Activity »
Each entry that follows is to be retyped exactly. Pictures do not belong in the copy.

Data for this task »
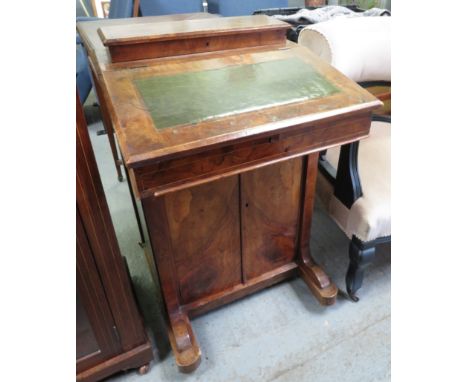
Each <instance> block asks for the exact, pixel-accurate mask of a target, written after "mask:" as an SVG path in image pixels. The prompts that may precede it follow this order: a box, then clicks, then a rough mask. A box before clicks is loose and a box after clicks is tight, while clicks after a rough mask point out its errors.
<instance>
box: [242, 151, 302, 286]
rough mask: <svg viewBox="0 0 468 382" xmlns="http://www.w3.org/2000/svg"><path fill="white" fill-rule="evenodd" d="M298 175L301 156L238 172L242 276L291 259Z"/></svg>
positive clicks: (298, 193)
mask: <svg viewBox="0 0 468 382" xmlns="http://www.w3.org/2000/svg"><path fill="white" fill-rule="evenodd" d="M301 175H302V158H295V159H290V160H287V161H284V162H279V163H276V164H273V165H269V166H265V167H262V168H259V169H257V170H254V171H250V172H246V173H244V174H242V175H241V176H240V182H241V187H240V188H241V220H242V256H243V258H242V263H243V268H244V278H245V280H249V279H251V278H253V277H256V276H260V275H262V274H263V273H265V272H268V271H271V270H273V269H275V268H277V267H279V266H281V265H284V264H287V263H289V262H291V261H293V259H294V256H295V253H296V243H297V233H298V227H299V210H300V193H301V177H302V176H301Z"/></svg>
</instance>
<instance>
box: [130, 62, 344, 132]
mask: <svg viewBox="0 0 468 382" xmlns="http://www.w3.org/2000/svg"><path fill="white" fill-rule="evenodd" d="M135 85H136V87H137V88H138V90H139V92H140V93H141V96H142V98H143V100H144V102H145V104H146V107H147V109H148V111H149V112H150V114H151V117H152V118H153V123H154V125H155V126H156V128H157V129H163V128H166V127H170V126H177V125H186V124H194V123H198V122H201V121H206V120H208V119H212V118H218V117H222V116H227V115H232V114H238V113H242V112H247V111H253V110H259V109H263V108H267V107H272V106H277V105H284V104H288V103H293V102H300V101H305V100H308V99H313V98H319V97H324V96H327V95H330V94H333V93H336V92H338V89H337V88H336V87H334V86H333V85H332V84H331V83H330V82H328V81H327V80H326V79H325V78H324V77H323V76H321V75H320V74H318V73H317V72H316V71H315V70H314V68H313V67H312V66H310V65H308V64H306V63H305V62H303V61H302V60H300V59H298V58H292V59H284V60H275V61H268V62H262V63H258V64H249V65H237V66H228V67H225V68H221V69H212V70H206V71H199V72H187V73H181V74H176V75H169V76H153V77H147V78H140V79H137V80H135Z"/></svg>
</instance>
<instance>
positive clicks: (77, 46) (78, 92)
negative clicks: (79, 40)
mask: <svg viewBox="0 0 468 382" xmlns="http://www.w3.org/2000/svg"><path fill="white" fill-rule="evenodd" d="M91 87H92V82H91V75H90V73H89V67H88V57H86V53H85V50H84V48H83V46H82V45H81V44H76V88H77V89H78V95H79V97H80V102H81V104H83V103H84V102H85V101H86V98H88V95H89V92H90V91H91Z"/></svg>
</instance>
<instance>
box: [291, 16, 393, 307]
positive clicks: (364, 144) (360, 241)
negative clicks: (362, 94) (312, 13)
mask: <svg viewBox="0 0 468 382" xmlns="http://www.w3.org/2000/svg"><path fill="white" fill-rule="evenodd" d="M390 20H391V18H390V17H359V18H340V19H335V20H331V21H327V22H323V23H318V24H315V25H311V26H309V27H306V28H305V29H303V30H302V31H301V33H300V35H299V41H298V42H299V44H301V45H304V46H306V47H308V48H309V49H311V50H312V51H313V52H315V53H316V54H317V55H318V56H320V57H321V58H322V59H323V60H325V61H327V62H328V63H330V64H332V65H333V66H335V67H336V68H337V69H338V70H340V71H341V72H342V73H344V74H345V75H346V76H348V77H350V78H351V79H353V80H354V81H356V82H358V83H360V84H361V85H362V86H365V87H368V86H371V87H373V88H374V89H377V90H376V91H375V92H374V94H376V95H377V96H378V97H379V98H380V99H381V100H383V101H385V102H386V105H385V108H383V109H381V110H380V111H379V114H380V115H374V116H373V122H372V124H371V128H370V134H369V137H367V138H365V139H362V140H361V141H360V142H355V143H351V144H348V145H344V146H342V147H335V148H331V149H329V150H327V151H326V152H322V153H321V154H320V161H319V169H320V171H319V176H318V179H317V195H318V197H319V198H320V199H321V200H322V201H323V202H324V204H325V206H326V208H327V210H328V212H329V214H330V216H331V217H332V218H333V220H334V221H335V222H336V223H337V225H338V226H339V227H340V228H341V229H342V230H343V232H344V233H345V234H346V235H347V236H348V238H349V239H350V244H349V259H350V263H349V267H348V271H347V274H346V288H347V292H348V294H349V296H350V297H351V298H352V299H353V300H354V301H357V300H358V298H357V296H356V292H357V290H358V289H359V288H360V287H361V286H362V281H363V275H364V270H365V268H366V267H367V266H368V265H369V264H370V263H371V261H372V260H373V258H374V256H375V248H376V246H377V245H379V244H382V243H385V242H389V241H390V238H391V210H390V142H391V139H390V136H391V128H390V116H389V115H385V114H390V110H391V107H390V106H389V101H390V90H389V89H390V80H391V76H390ZM382 89H383V90H382Z"/></svg>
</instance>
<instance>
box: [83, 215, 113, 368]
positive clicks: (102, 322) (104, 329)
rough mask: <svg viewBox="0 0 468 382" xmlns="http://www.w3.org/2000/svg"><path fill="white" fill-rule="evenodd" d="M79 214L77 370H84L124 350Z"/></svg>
mask: <svg viewBox="0 0 468 382" xmlns="http://www.w3.org/2000/svg"><path fill="white" fill-rule="evenodd" d="M76 215H77V216H76V236H77V237H76V261H77V264H76V284H77V300H76V302H77V307H76V321H77V322H76V369H77V372H81V371H83V370H86V369H88V368H90V367H92V366H94V365H97V364H98V363H100V362H102V361H103V360H106V359H108V358H110V357H112V356H113V355H115V354H118V353H119V351H121V349H120V344H119V342H118V340H117V337H116V335H115V332H114V320H113V318H112V314H111V312H110V309H109V304H108V302H107V299H106V296H105V294H104V290H103V287H102V284H101V280H100V278H99V274H98V272H97V269H96V265H95V263H94V259H93V257H92V253H91V249H90V247H89V243H88V239H87V237H86V233H85V231H84V228H83V224H82V220H81V218H80V215H79V212H78V210H77V211H76Z"/></svg>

Solution below »
Each <instance> block asks for the exact, pixel-accurate mask of a target, written after "mask:" as an SVG path in image pixels. The prompts that may precede it follow this order: a box, then clicks, then a rough mask. A box before clicks is loose and a box after clicks is tight, while clicks after a rough mask point out its errors.
<instance>
box: [242, 151, 302, 286]
rough mask: <svg viewBox="0 0 468 382" xmlns="http://www.w3.org/2000/svg"><path fill="white" fill-rule="evenodd" d="M298 175L301 156L238 172L242 276L291 259Z"/></svg>
positive clicks: (298, 193)
mask: <svg viewBox="0 0 468 382" xmlns="http://www.w3.org/2000/svg"><path fill="white" fill-rule="evenodd" d="M301 175H302V158H295V159H290V160H287V161H284V162H279V163H276V164H273V165H269V166H265V167H262V168H259V169H257V170H254V171H250V172H246V173H244V174H242V175H241V176H240V182H241V187H240V188H241V220H242V256H243V258H242V263H243V268H244V278H245V280H249V279H251V278H253V277H256V276H260V275H262V274H263V273H265V272H268V271H271V270H273V269H275V268H277V267H279V266H281V265H284V264H287V263H289V262H291V261H293V259H294V256H295V253H296V243H297V233H298V227H299V210H300V193H301V177H302V176H301Z"/></svg>
</instance>
<instance>
box: [130, 62, 344, 132]
mask: <svg viewBox="0 0 468 382" xmlns="http://www.w3.org/2000/svg"><path fill="white" fill-rule="evenodd" d="M135 85H136V87H137V88H138V90H139V92H140V93H141V96H142V98H143V100H144V102H145V104H146V107H147V109H148V111H149V112H150V114H151V117H152V118H153V123H154V125H155V126H156V128H157V129H163V128H166V127H170V126H177V125H186V124H194V123H198V122H201V121H206V120H208V119H212V118H218V117H222V116H227V115H232V114H238V113H242V112H247V111H253V110H259V109H263V108H267V107H272V106H277V105H284V104H288V103H293V102H300V101H305V100H308V99H313V98H319V97H324V96H327V95H330V94H333V93H336V92H338V89H337V88H336V87H334V86H333V85H332V84H331V83H330V82H328V81H327V80H326V79H325V78H324V77H323V76H321V75H320V74H318V73H317V72H316V71H315V70H314V68H313V67H312V66H310V65H308V64H306V63H305V62H303V61H302V60H300V59H298V58H292V59H284V60H275V61H268V62H262V63H258V64H249V65H237V66H228V67H225V68H221V69H212V70H206V71H199V72H187V73H181V74H176V75H169V76H153V77H147V78H140V79H137V80H135Z"/></svg>
</instance>
<instance>
positive clicks: (77, 46) (78, 92)
negative clicks: (79, 40)
mask: <svg viewBox="0 0 468 382" xmlns="http://www.w3.org/2000/svg"><path fill="white" fill-rule="evenodd" d="M91 87H92V82H91V75H90V73H89V67H88V57H86V53H85V50H84V48H83V46H82V45H81V44H76V88H77V89H78V95H79V97H80V102H81V104H83V103H84V102H85V101H86V98H88V95H89V92H90V91H91Z"/></svg>
</instance>
<instance>
box: [291, 16, 393, 307]
positive clicks: (364, 144) (360, 241)
negative clicks: (362, 94) (312, 13)
mask: <svg viewBox="0 0 468 382" xmlns="http://www.w3.org/2000/svg"><path fill="white" fill-rule="evenodd" d="M390 20H391V18H390V17H359V18H340V19H335V20H331V21H327V22H323V23H318V24H315V25H311V26H309V27H306V28H305V29H303V30H302V31H301V33H300V35H299V41H298V42H299V44H301V45H304V46H306V47H308V48H309V49H311V50H312V51H313V52H315V53H316V54H317V55H318V56H320V57H321V58H322V59H323V60H325V61H327V62H328V63H330V64H332V65H333V66H335V67H336V68H337V69H338V70H340V71H341V72H342V73H344V74H345V75H346V76H348V77H350V78H351V79H353V80H354V81H356V82H358V83H360V84H361V85H362V86H365V87H368V86H371V87H373V88H374V89H377V90H376V91H375V92H374V94H376V95H377V96H378V97H379V98H380V99H381V100H383V101H385V102H386V105H385V108H383V109H381V110H380V111H379V114H380V115H374V116H373V122H372V124H371V128H370V134H369V137H367V138H365V139H362V140H361V141H360V142H355V143H351V144H348V145H344V146H342V147H335V148H331V149H329V150H327V151H326V152H322V153H321V154H320V161H319V169H320V171H319V176H318V179H317V195H318V197H319V198H320V199H321V200H322V201H323V202H324V204H325V206H326V208H327V210H328V212H329V214H330V216H331V217H332V218H333V220H334V221H335V222H336V223H337V225H338V226H339V227H340V228H341V229H342V230H343V232H344V233H345V234H346V235H347V236H348V238H349V239H350V244H349V259H350V263H349V267H348V271H347V274H346V288H347V292H348V294H349V296H350V297H351V298H352V299H353V300H354V301H357V300H358V298H357V296H356V292H357V290H358V289H359V288H360V287H361V286H362V281H363V275H364V270H365V268H366V267H367V266H368V265H369V264H370V263H371V261H372V260H373V258H374V256H375V248H376V246H377V245H379V244H382V243H385V242H389V241H390V238H391V210H390V142H391V139H390V136H391V128H390V116H389V115H385V114H390V110H391V107H390V106H389V101H390V90H389V89H390V80H391V76H390ZM382 89H383V90H382Z"/></svg>
</instance>
<instance>
box: [83, 215, 113, 368]
positive clicks: (102, 322) (104, 329)
rough mask: <svg viewBox="0 0 468 382" xmlns="http://www.w3.org/2000/svg"><path fill="white" fill-rule="evenodd" d="M79 214L77 370H84L124 350Z"/></svg>
mask: <svg viewBox="0 0 468 382" xmlns="http://www.w3.org/2000/svg"><path fill="white" fill-rule="evenodd" d="M76 215H77V216H76V236H77V237H76V261H77V264H76V284H77V300H76V302H77V307H76V321H77V322H76V369H77V372H81V371H83V370H86V369H88V368H90V367H92V366H94V365H97V364H98V363H100V362H102V361H103V360H106V359H108V358H110V357H112V356H113V355H115V354H118V353H119V351H121V349H120V344H119V342H118V340H117V337H116V335H115V332H114V320H113V318H112V314H111V312H110V309H109V304H108V302H107V299H106V296H105V294H104V290H103V287H102V284H101V280H100V278H99V274H98V272H97V269H96V265H95V263H94V259H93V257H92V253H91V249H90V247H89V243H88V239H87V237H86V233H85V231H84V228H83V224H82V220H81V218H80V215H79V212H78V210H77V211H76Z"/></svg>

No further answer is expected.